→ Excerpt provided
══════════════════════════════

Valentine’s Day has just passed. Chris took me out for vegetarian sushi, and I forgot to do anything for him because my brain has been eaten by my thesis. Poor Chris. I’m going to do something for him this week.
At dinner, we were talking, and he mentioned how being without a partner on Valentine’s Day can be a sad, painful thing. Well, yes, obviously is can be, but for me it never was. I think maybe because I never treated being a girlfriend or a wife as part of my idealized identity. I’ve felt down when I wasn’t where I thought I should be professionally, but with romance there has been no should. I didn’t grow up daydreaming of my wedding day. I never aspired to be a wife for the sake of being a wife, even though I did want to get married eventually.
Wife. To be honest, that word still doesn’t quite sound like me, but when Chris says it about me I giggle.
I shall not ask you what you and your mate did on Valentine’s Day. I hope you were together, though, and that it was lovely.

══════════════════════════════

[Records pointing to named objects]
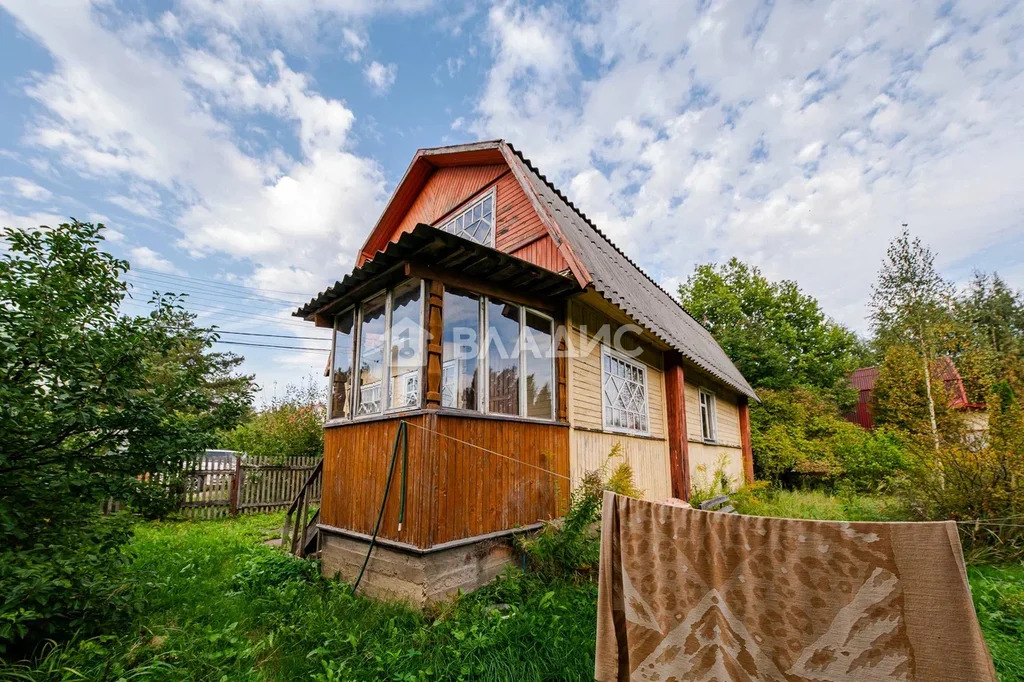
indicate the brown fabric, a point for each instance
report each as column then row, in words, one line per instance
column 694, row 595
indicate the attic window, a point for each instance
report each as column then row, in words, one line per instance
column 476, row 223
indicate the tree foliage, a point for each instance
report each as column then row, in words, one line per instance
column 777, row 336
column 92, row 405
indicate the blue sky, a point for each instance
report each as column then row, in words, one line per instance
column 242, row 151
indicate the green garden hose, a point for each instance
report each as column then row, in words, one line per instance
column 401, row 435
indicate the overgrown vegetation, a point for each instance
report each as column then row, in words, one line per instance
column 931, row 445
column 291, row 426
column 94, row 405
column 569, row 548
column 218, row 604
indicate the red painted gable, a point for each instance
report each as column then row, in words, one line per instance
column 430, row 193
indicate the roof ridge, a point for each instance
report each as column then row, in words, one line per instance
column 597, row 229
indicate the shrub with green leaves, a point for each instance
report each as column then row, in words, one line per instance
column 569, row 548
column 93, row 405
column 291, row 426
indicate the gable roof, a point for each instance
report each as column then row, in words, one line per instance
column 592, row 257
column 622, row 282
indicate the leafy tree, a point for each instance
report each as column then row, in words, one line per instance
column 776, row 335
column 292, row 426
column 911, row 307
column 994, row 351
column 92, row 405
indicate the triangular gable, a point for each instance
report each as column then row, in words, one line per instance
column 441, row 181
column 537, row 223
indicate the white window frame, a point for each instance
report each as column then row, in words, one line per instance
column 468, row 208
column 609, row 352
column 483, row 389
column 708, row 401
column 385, row 382
column 387, row 353
column 351, row 359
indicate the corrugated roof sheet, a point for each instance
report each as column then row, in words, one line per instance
column 437, row 249
column 620, row 281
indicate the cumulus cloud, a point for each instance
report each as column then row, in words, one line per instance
column 146, row 258
column 798, row 136
column 381, row 77
column 122, row 105
column 25, row 188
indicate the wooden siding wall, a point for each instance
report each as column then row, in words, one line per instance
column 455, row 489
column 589, row 444
column 648, row 457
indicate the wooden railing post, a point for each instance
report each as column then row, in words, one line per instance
column 236, row 485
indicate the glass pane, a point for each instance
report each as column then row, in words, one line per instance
column 539, row 352
column 371, row 356
column 341, row 372
column 503, row 357
column 407, row 352
column 461, row 350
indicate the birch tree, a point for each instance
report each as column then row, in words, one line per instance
column 911, row 305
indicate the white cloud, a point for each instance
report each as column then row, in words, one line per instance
column 798, row 137
column 25, row 188
column 381, row 77
column 145, row 257
column 122, row 109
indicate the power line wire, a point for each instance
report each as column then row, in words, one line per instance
column 271, row 345
column 218, row 283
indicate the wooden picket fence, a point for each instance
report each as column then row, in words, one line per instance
column 218, row 485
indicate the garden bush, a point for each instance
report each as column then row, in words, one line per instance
column 569, row 548
column 292, row 426
column 65, row 582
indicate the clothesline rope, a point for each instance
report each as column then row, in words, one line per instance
column 492, row 452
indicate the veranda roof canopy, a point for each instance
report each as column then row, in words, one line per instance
column 436, row 251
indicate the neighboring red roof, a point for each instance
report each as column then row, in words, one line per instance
column 864, row 378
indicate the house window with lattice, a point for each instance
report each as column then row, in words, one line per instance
column 476, row 222
column 625, row 392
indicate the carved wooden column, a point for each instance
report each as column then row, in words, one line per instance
column 744, row 439
column 679, row 453
column 435, row 304
column 561, row 370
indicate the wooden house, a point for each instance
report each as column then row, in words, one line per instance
column 519, row 345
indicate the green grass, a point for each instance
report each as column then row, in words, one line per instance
column 219, row 605
column 820, row 506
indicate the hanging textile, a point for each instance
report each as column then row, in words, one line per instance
column 695, row 595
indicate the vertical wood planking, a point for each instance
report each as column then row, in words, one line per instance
column 455, row 489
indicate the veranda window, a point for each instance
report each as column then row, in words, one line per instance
column 341, row 370
column 373, row 331
column 388, row 355
column 406, row 355
column 625, row 393
column 516, row 357
column 461, row 350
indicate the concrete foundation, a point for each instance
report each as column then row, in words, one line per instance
column 418, row 579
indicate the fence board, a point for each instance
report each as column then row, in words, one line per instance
column 263, row 485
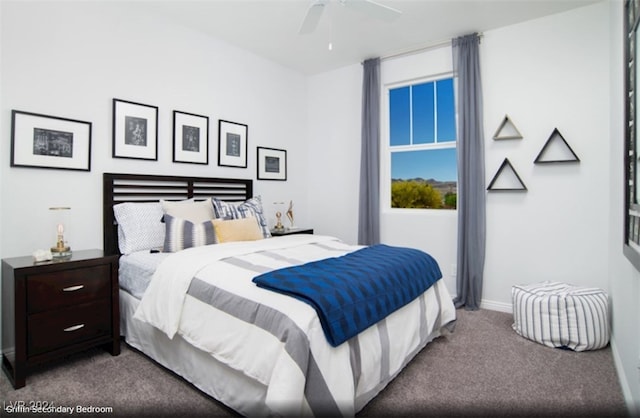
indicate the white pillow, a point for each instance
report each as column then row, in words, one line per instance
column 241, row 229
column 190, row 210
column 251, row 207
column 140, row 226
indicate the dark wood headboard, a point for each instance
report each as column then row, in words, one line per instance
column 119, row 188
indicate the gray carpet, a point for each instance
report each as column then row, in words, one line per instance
column 483, row 368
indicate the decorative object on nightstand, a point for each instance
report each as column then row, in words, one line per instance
column 61, row 250
column 290, row 215
column 57, row 308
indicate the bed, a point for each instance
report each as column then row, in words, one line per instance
column 198, row 311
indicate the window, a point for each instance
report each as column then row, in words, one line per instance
column 422, row 145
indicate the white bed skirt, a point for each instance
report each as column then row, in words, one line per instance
column 232, row 388
column 229, row 386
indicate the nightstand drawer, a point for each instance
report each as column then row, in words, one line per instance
column 50, row 330
column 67, row 288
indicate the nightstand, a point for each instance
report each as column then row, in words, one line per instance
column 281, row 232
column 55, row 308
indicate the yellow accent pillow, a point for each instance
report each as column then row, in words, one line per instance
column 243, row 229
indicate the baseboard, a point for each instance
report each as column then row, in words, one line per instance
column 496, row 306
column 634, row 409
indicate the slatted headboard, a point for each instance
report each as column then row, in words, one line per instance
column 119, row 188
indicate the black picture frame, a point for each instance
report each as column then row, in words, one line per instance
column 233, row 139
column 45, row 141
column 190, row 138
column 272, row 164
column 135, row 130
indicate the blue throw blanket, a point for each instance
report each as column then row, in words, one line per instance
column 352, row 292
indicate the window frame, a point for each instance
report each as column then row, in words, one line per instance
column 387, row 149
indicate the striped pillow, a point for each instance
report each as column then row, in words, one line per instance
column 181, row 234
column 249, row 208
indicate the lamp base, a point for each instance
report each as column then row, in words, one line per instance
column 61, row 252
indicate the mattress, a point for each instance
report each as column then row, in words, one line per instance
column 136, row 270
column 189, row 335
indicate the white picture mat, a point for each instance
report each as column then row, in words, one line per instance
column 200, row 122
column 281, row 155
column 232, row 160
column 23, row 142
column 122, row 149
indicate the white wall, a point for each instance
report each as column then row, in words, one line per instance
column 334, row 152
column 70, row 59
column 548, row 73
column 543, row 76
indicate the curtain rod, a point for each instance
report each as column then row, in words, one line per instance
column 434, row 45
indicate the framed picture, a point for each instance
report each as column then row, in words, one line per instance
column 272, row 164
column 135, row 130
column 232, row 144
column 50, row 142
column 190, row 138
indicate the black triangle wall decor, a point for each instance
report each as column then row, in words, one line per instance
column 502, row 182
column 507, row 130
column 556, row 150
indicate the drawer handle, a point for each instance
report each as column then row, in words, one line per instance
column 73, row 288
column 73, row 328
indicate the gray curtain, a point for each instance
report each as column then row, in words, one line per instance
column 369, row 210
column 471, row 189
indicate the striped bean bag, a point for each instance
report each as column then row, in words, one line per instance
column 561, row 315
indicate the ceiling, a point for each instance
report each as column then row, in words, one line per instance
column 269, row 28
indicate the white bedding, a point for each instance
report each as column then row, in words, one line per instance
column 277, row 340
column 136, row 270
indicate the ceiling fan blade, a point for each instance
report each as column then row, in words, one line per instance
column 371, row 8
column 312, row 18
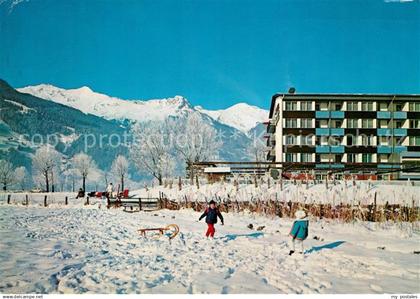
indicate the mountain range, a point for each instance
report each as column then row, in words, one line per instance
column 42, row 110
column 241, row 116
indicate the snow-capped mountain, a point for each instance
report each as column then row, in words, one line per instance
column 242, row 117
column 90, row 102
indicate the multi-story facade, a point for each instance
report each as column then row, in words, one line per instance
column 333, row 131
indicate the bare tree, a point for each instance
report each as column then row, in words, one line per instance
column 258, row 150
column 21, row 176
column 151, row 149
column 120, row 168
column 44, row 162
column 7, row 175
column 196, row 140
column 83, row 164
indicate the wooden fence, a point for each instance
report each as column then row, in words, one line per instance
column 343, row 212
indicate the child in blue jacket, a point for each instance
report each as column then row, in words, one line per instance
column 299, row 230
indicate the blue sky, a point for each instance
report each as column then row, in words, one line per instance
column 216, row 53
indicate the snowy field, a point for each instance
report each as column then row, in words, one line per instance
column 341, row 192
column 86, row 249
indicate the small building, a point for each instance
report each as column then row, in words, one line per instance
column 216, row 174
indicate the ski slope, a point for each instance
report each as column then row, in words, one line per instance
column 92, row 250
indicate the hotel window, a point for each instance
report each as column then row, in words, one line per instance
column 290, row 139
column 291, row 123
column 306, row 157
column 337, row 124
column 367, row 123
column 307, row 140
column 383, row 107
column 368, row 140
column 352, row 123
column 384, row 140
column 306, row 106
column 306, row 123
column 399, row 107
column 415, row 124
column 383, row 158
column 367, row 106
column 291, row 157
column 414, row 106
column 367, row 158
column 351, row 158
column 398, row 124
column 351, row 106
column 383, row 123
column 291, row 106
column 415, row 140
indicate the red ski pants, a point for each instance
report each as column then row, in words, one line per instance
column 210, row 230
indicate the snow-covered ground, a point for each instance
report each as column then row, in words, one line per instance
column 87, row 249
column 342, row 192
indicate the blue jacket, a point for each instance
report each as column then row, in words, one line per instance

══════════════════════════════

→ Objectives
a - According to the Valentine's Day post, where did Chris take the writer?
b - Quote the passage of the Valentine's Day post between "Valentine’s Day has" and "me I giggle.", inclusive.

→ Answers
a - Out for vegetarian sushi.

b -
Valentine’s Day has just passed. Chris took me out for vegetarian sushi, and I forgot to do anything for him because my brain has been eaten by my thesis. Poor Chris. I’m going to do something for him this week.
At dinner, we were talking, and he mentioned how being without a partner on Valentine’s Day can be a sad, painful thing. Well, yes, obviously is can be, but for me it never was. I think maybe because I never treated being a girlfriend or a wife as part of my idealized identity. I’ve felt down when I wasn’t where I thought I should be professionally, but with romance there has been no should. I didn’t grow up daydreaming of my wedding day. I never aspired to be a wife for the sake of being a wife, even though I did want to get married eventually.
Wife. To be honest, that word still doesn’t quite sound like me, but when Chris says it about me I giggle.